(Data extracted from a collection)
- - -

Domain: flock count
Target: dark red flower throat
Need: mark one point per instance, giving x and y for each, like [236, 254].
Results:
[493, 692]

- - -

Exercise brief: Each line from the one that contains "Target: dark red flower throat" through the end of the records must be repeated exactly. No other line belongs in the answer.

Output below:
Target: dark red flower throat
Need: mark one point per instance, giving x and y for each, like [236, 254].
Results:
[493, 692]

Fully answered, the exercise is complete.